> **Exercise prompt**: Please continue the blog post below about drug czar Gil Kerlikowske, starting right after the last sentence shown.

Wednesday, May 1, 2013

Disappointment Tsunami: Drug Czar, Kerlikowske Still Out of Touch

By Spike Bradford
Whenever the drug czar speaks or releases a statement or report, it is typically a hailstorm of disappointment for me. He and the administration he represents continue to be out of touch with the pulse of the nation when it comes to drug policy and are willing to adhere to harmful and unproductive policies. The latest National Drug Control Strategy, pitched as a change in tactics away from a punitive, criminal justice model and toward a public health model, is just another disappointment.

I recently saw Mr. Gil Kerlikowske speak at the Wilson Center in Washington, D.C., on a panel of experts.  Within minutes the disappointment tsunami began to wash over me. Here, I’d like to elaborate on two of the biggest disappointments I endured during that event.
Drug Czar Gil Kerlikowske courtesy Agence France-Presse

Disappointment #1: First, despite professing to shift away from a morality-driven punitive response to drug use and toward a system that addresses drug issues from a public health perspective, Kerlikowske’s vision of how that looks is just more of the same. An audience member asked how he plans to promote treatment when users still face criminal prosecution. Kerlikowske eagerly jumped into an explanation of so-called Good Samaritan laws that allow overdose victims to seek help without fear of prosecution. That’s great. However, it’s kind of a red herring, isn’t it? It only applies to situations of overdose, not drug users who recognize the need for help without overdosing. It also does nothing to encourage casual drug users to stop using beyond the age-old threat of prosecution.

Disappointment #2: Everyone at the Wilson Center event knew that the topic of the many states who have decriminalized or legalized marijuana to varying degrees in the face of continued federal prohibition would come up. Kerlikowske spoke to the issue early on in his address and was clear that, while recognizing the failings of “war on drugs” policies, he does not believe that legalization is the right approach. That’s legit. There are many and varied thoughts on how to go about changing our approach and not everyone thinks legalization is the way to go. However, his dismissal of state initiatives to legalize marijuana were offensive to the voters of those states as demonstrated by the quote below, taken from the transcript of the event.

“ one time, those initiatives had to be based upon a number of signatures that could only be gathered voluntarily. But once that restriction was lifted, and you could pay for people to gather the signatures, during my nine years in Washington State, I saw a rather large number of bizarre initiatives that would actually be in front of the voters. And when you receive a voter pamphlet to explain things to you, and it's over 100 pages long, you know, I'm not so sure every voter goes into the level of detail.”

> **Recorded information**:
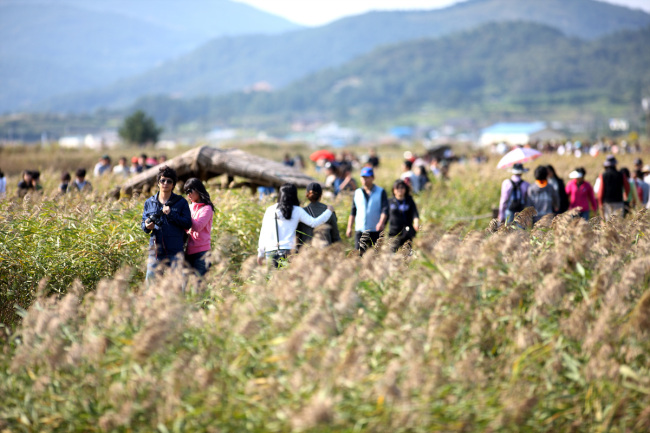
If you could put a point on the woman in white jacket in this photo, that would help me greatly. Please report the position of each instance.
(278, 233)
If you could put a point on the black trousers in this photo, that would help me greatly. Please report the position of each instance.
(365, 240)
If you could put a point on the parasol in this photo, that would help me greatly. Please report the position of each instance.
(519, 155)
(322, 154)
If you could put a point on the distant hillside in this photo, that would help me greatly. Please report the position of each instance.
(523, 64)
(233, 63)
(51, 47)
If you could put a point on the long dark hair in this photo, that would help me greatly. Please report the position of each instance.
(287, 199)
(194, 184)
(398, 183)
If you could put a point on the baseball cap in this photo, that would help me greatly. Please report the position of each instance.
(315, 186)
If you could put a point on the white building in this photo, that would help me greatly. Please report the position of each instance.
(518, 133)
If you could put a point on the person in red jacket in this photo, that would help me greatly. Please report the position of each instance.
(580, 193)
(202, 209)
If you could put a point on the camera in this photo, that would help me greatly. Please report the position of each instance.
(155, 218)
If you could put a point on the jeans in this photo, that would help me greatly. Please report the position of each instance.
(197, 262)
(153, 262)
(271, 258)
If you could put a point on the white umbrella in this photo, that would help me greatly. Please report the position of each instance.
(519, 155)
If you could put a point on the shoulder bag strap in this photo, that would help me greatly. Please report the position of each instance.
(277, 233)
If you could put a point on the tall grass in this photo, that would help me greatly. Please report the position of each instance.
(513, 330)
(480, 329)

> **Answer below**:
Kerlikowske basically dismisses the voter initiative to legalize small amounts of marijuana in Washington State (where he served as Seattle’s police chief for many years) as “bizarre” and the voters uninformed. He gives no credence to the 1.7 million Washingtonians who voted for legalization. Personally, I find it frightening that such a high level official is so quick to invalidate what is generally referred to as “the will of the people.” Perhaps I have a distorted vision of how government is supposed to work, but I thought the will of the people was supposed to dictate policy.

Lest you think I left the Wilson Center only disappointed by the two issues above, below are a few of the other disappointments I suffered.

·         They still only see “drugs.” The rest of the world and most Americans understand that each drug is different and deserves different classifications and strategies, especially the jail-filler, marijuana. Chris Weigant very astutely pointed out that, in two recently released documents, Kerlikowske fails to even mention the word “marijuana,“ despite the fact that, domestically at least, marijuana policies are the most pressing at the moment. This “drugs are bad, m’kay?” approach is harmful to young people who discount hard drug prevention messages once they realize the government is lying to them about marijuana.

·         “Use” is still a “problem.” Under prohibition, any drug use is illegal and therefore problematic. Kerlikowske wants to add a public health approach to our current criminal justice approach but is still incapable of allowing a space for recreational drug use that is neither illegal nor abusive.

·         Kerlikowske believes that the rhetoric of war should be taken out of the drug conversation. That’s a positive move, although an empty change if his office’s policies continue to be enforced with guns, battering rams and prisons.  (Note: keep watch for more medical language like “epidemic” as we move toward a medicalization enforcement model.)

If he really wants a new vocabulary, he should remove the word “control” from his office’s title. The Office of National Drug Policy would work just fine. If he feels that’s too short, he could replace “control” with “regulation” or even ”use prevention.“ As long as Kerlikoske or his successors maintain the illusion of control, a public health strategy won’t look much different than the war we’ve been losing for more than 40 years.

Spike is senior research associate for JPI.